▸ Object location annotation data:
□ □ □ □
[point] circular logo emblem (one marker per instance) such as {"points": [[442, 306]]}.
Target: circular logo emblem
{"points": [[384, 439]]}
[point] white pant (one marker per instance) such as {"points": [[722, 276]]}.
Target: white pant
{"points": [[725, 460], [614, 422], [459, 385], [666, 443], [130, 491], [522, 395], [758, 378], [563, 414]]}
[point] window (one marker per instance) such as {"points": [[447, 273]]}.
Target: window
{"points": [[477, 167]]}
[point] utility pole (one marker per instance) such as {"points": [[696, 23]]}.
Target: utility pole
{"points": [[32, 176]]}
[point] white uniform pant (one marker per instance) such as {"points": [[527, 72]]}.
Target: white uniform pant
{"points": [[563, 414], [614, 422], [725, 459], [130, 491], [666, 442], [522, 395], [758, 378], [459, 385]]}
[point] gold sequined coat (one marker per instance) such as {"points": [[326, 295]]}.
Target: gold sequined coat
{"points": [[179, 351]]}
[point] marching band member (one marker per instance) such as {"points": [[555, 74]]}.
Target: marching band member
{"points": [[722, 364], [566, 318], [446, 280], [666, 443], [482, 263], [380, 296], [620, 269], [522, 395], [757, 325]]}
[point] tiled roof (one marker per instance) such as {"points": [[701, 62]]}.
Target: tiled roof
□ □ □ □
▸ WHAT YOU HAVE TO DO:
Copy the listing from the line containing "[point] white uniform" through the end of the listing, swapping "marching band member" for "band performer" and keeping everything else the same.

▸ RESPONSE:
[point] white uniform pant (one marker per instance) such as {"points": [[527, 72]]}.
Target: white uniform pant
{"points": [[563, 414], [614, 422], [725, 459], [130, 491], [666, 442], [522, 395], [758, 378], [459, 385]]}
[point] gold sequined coat (one marker per instance) such as {"points": [[326, 295]]}.
Target: gold sequined coat
{"points": [[179, 351]]}
[point] band performer (one marker per instance) such as {"points": [[555, 74]]}.
Target: band performer
{"points": [[722, 364], [566, 318], [446, 280], [666, 443], [482, 263], [380, 296], [620, 269], [522, 395], [757, 325]]}
[point] tiled roof (one marker per instance) such as {"points": [[701, 62]]}.
Target: tiled roof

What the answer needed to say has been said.